WHAT THE TASK ASKS
Apart from the pictures, every entry below must be given again exactly.

DATA RECORDS
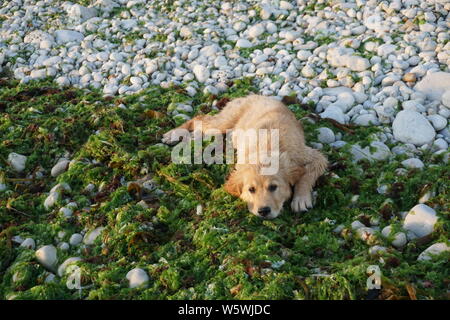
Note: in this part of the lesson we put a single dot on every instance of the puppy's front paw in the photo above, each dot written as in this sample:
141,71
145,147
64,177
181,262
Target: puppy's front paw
173,136
301,203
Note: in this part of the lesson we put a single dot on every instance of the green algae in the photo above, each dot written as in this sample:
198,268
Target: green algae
224,253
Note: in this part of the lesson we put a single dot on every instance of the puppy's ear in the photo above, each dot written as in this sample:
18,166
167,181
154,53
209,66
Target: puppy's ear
295,174
233,185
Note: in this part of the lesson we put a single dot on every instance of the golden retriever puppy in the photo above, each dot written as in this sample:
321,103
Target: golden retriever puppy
298,165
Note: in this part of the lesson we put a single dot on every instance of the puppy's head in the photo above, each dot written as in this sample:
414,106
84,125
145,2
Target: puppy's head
264,194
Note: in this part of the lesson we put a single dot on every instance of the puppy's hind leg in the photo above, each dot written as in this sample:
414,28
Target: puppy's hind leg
314,168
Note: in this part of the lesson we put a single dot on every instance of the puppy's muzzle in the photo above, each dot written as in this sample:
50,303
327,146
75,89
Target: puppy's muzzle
264,211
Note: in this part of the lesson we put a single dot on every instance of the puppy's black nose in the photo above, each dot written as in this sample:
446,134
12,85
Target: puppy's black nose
264,211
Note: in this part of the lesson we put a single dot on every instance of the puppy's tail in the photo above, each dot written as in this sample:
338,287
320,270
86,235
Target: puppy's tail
316,164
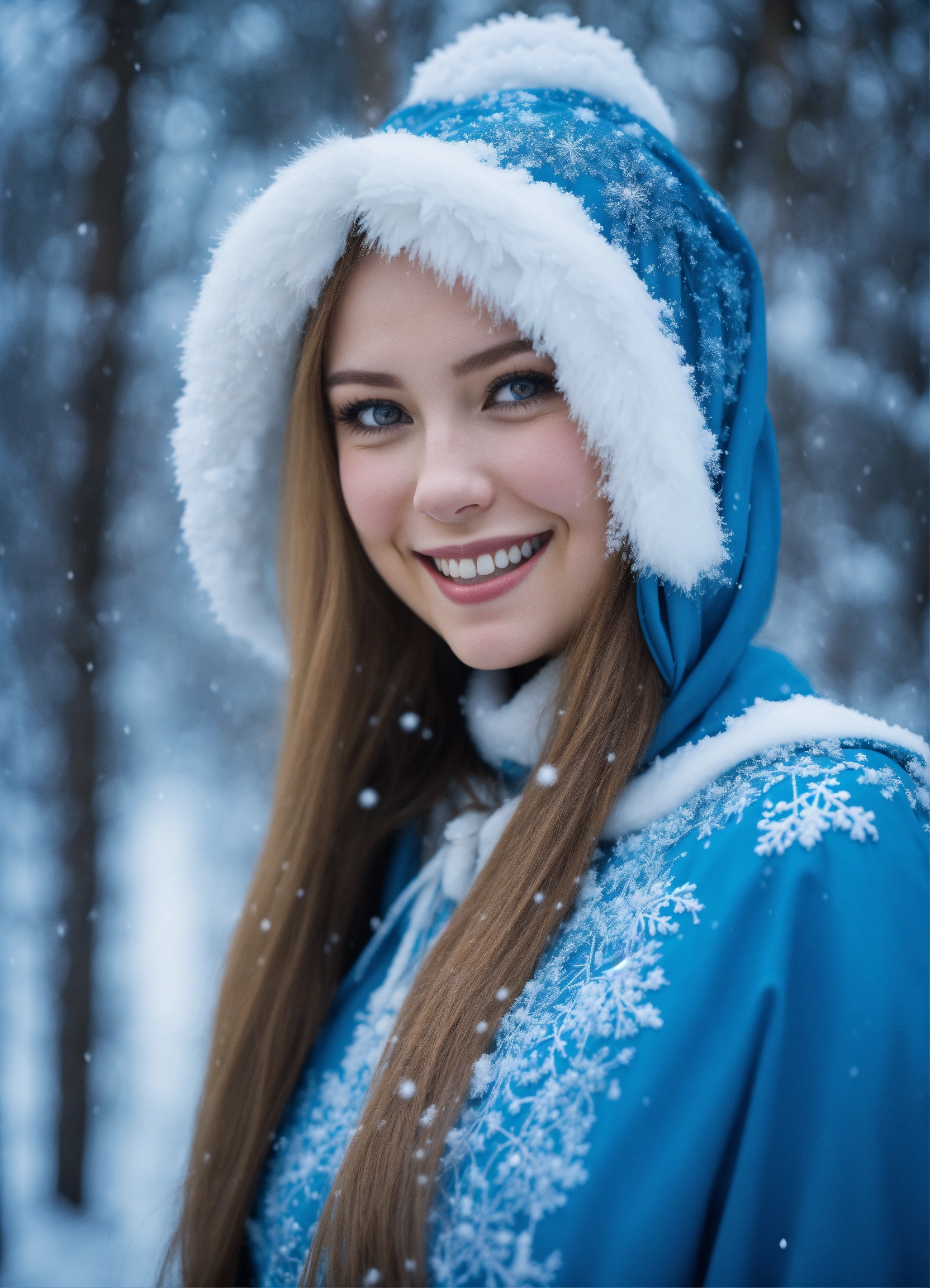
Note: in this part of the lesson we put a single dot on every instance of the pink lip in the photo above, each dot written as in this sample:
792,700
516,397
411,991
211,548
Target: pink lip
487,590
478,548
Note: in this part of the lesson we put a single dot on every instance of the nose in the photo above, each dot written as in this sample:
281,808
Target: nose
451,485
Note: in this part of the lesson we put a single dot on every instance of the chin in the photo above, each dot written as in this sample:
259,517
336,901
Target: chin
499,650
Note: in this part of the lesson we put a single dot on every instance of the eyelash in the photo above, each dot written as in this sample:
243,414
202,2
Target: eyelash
349,414
545,383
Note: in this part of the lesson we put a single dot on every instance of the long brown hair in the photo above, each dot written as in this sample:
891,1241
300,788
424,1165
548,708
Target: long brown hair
360,659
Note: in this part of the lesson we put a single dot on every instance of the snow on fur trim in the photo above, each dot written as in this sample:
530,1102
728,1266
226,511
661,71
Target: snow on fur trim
545,266
766,726
514,730
516,52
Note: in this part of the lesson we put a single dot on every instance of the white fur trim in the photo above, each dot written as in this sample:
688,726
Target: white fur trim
669,783
516,52
526,249
517,730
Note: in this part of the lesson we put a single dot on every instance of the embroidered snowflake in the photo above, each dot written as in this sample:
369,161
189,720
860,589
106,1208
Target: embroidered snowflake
808,816
517,1153
521,1144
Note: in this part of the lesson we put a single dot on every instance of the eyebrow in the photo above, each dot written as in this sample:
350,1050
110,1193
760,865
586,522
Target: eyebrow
477,362
487,357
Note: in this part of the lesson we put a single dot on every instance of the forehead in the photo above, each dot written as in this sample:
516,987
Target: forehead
393,308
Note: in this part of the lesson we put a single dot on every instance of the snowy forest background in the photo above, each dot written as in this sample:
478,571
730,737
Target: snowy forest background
137,742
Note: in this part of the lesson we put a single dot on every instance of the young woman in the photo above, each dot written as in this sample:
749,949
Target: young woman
586,944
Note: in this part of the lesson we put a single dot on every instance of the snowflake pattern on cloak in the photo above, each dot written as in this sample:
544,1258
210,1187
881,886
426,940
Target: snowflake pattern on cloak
648,213
519,1145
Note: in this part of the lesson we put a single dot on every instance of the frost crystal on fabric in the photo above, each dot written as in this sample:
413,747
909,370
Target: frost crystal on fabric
563,1049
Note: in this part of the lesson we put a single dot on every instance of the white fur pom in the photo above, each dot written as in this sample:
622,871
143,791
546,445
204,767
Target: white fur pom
516,52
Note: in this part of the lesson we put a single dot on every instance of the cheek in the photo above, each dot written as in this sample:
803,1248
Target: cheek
558,476
377,490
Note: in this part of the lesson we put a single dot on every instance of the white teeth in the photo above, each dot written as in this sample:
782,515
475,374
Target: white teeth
486,565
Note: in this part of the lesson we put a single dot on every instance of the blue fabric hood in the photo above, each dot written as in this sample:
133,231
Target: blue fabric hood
691,254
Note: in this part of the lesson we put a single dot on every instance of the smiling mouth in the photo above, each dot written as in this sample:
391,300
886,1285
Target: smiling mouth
490,565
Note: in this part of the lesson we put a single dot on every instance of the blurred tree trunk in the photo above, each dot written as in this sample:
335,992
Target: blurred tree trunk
373,56
97,404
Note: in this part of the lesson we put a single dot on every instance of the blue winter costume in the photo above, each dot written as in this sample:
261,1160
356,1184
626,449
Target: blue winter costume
719,1071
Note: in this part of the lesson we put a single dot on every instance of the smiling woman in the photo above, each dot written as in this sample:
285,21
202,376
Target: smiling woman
552,967
457,447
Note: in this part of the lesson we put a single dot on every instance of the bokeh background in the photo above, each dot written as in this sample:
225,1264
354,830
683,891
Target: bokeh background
137,742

SOLUTION TO THIS TASK
Note: in this part of the lesson we put a single dot on every instance of the puppy's front paw in the photo above, each dot written as in this sample:
141,71
145,147
64,177
181,262
Target: puppy's front paw
173,136
301,203
Note: in this part of the lesson we put a single dot on every instance of the green algae in the photo above, each dot written as in this sample:
198,268
Target: green algae
224,253
Note: in this part of the lesson we put a single dot on every instance of the puppy's ear in the photo above, each dot written as in this sample:
18,166
167,181
154,53
209,66
Target: puppy's ear
295,174
233,185
Note: in this part of the lesson we put a single dot on every instance of the golden retriever puppy in the photo above, each dot written as in this sample:
321,103
Target: golden retriever puppy
298,165
Note: in this part of the lesson we put a single dot on every instance of the puppy's head in the photo above, each dot written as in this sample:
414,106
84,125
145,2
Target: puppy's head
264,194
Note: in this part of the lesson we put a single dot on every instance of the puppy's hind leg in the photo above, each dot written as in this sample:
414,28
Target: puppy's hind leg
314,168
Note: in this part of the lesson we put a single dot on every instance of the puppy's muzzle in the photo above, each dot written as in this sample:
50,303
327,146
75,89
Target: puppy's muzzle
264,211
Note: in this part of the lesson we put a single dot on every instance of the puppy's black nose in the photo above, each dot written as in this sample:
446,134
12,85
Target: puppy's black nose
264,211
Note: in this part of the lesson we put a single dot on every instance of the puppy's tail in the photo above, each dot written as in this sample:
338,287
320,270
86,235
Target: puppy's tail
316,164
Note: in this part of the lesson we put a single dot on every instance of the pink lip in the photo above, each dot written as in this sample:
792,700
516,397
411,991
211,548
Target: pink lip
487,590
478,548
Note: in this part of the lesson we put a single dot on every instance of the nose in the photo above, each dot written as in this sample:
281,808
Target: nose
451,485
Note: in this part of the lesson we put a single dot on every instance of the chin in the photo above, each dot written as in this sample:
259,517
336,901
Target: chin
499,650
Note: in this part of the lesson we put a single dot on every instance of the eyelash in the photo above, each dot written as in this sample:
243,414
202,2
Target: eyelash
349,414
545,383
Note: in this part of the lesson we put a single dot on every instance of the long brown hair in the photo above, each dot written as in this sample:
891,1241
300,788
424,1165
548,708
Target: long brown hair
360,659
Note: in this part of the lesson we put a single dot on every instance of the snow on fur trim in the photo above, each dot written as in this sample:
530,1102
728,1266
226,511
661,71
Target: snow on fur trim
545,266
766,726
514,730
516,52
Note: in this part of the lesson we put a single dot on every instance of the white fur trim in the photo above, each dot written as in this sample:
688,726
Target: white fur trim
669,783
516,52
526,249
517,730
Note: in this part of the lesson we put a single dot on every instance of the embroidered snowflake in the photo above, each dot written as in this sample:
369,161
189,720
860,589
106,1208
Target: embroidered snowflake
808,816
517,1153
521,1144
Note: in this part of the lesson we put a single dot on every instance of the eyebrow in the photo above, each dot written as in this sample:
350,1050
110,1193
760,865
586,522
Target: eyebrow
477,362
487,357
Note: in this part of the lesson we put a single dot on every instance of the forehead in the photo above, each dot written as in this sample:
516,987
Target: forehead
393,308
Note: in this part of the lesson we put a single dot on every instance of the snowy forest background in the photo above, each dot written as in this sample:
478,571
730,737
Target: snowy forest background
137,742
Note: in this part of the lesson we put a single dot on every instance of the young woman in the photo above, each dot written as in this sample:
749,949
Target: young woman
586,944
Note: in this part of the lesson we put a single dot on every instance of the snowflake pattern on cloak in the photo above, each dot written as in this sample:
544,1258
210,1187
881,886
426,940
Target: snowflake pattern on cloak
648,213
519,1145
Note: in this part of the lesson we put a single dot on every instance of the frost crystal on fabric in the photo above, each dot written as in this sample:
413,747
909,370
Target: frost crystal on fabric
563,1049
Note: in this part of the lesson we put a single dot on every instance of the white fur pom in the photo above, each dot written as in this sample:
622,871
143,791
546,445
204,767
Target: white fur pom
516,52
Note: in this part of the lesson we put a single dot on every instance of the cheek in the photo above, each dot written as in this sample:
803,1248
Target: cheek
558,476
377,490
Note: in this part of the lesson we put a single dot on every instance of the white teeth in the photo above, each dot written as in this sample:
782,515
475,374
Target: white teeth
486,565
Note: in this part of the lesson we put a single dot on every instance of the blue fabric hood in the photo above, each dot written as in this sample:
133,231
Target: blue fabric hood
691,254
Note: in this part of the lesson we put a single dot on every instance of the smiling mouth in the photo above, each dot written as in this sample:
391,300
886,1285
Target: smiling mouth
490,565
Note: in this part of the lesson we put a single dot on every instance of the blurred tree trunk in the photo above, each dot written as in this sample:
335,992
Target: blurred tree trunk
373,56
97,404
Note: in this part of the lesson we put a single dot on every instance of the blue winter costume in the photo above, each dot written as in this sample:
261,1160
356,1184
626,449
Target: blue winter costume
719,1071
Note: in this part of the lesson we put a single dot on every instance of the smiling woman in the photo above, each dot written as in this sample:
285,21
202,376
Target: smiling woman
552,967
457,447
Note: in this part of the lesson we put a single dot on every instance of the bokeh background in the photo above, each dot written as in this sample:
225,1264
354,830
683,891
Target: bokeh background
137,742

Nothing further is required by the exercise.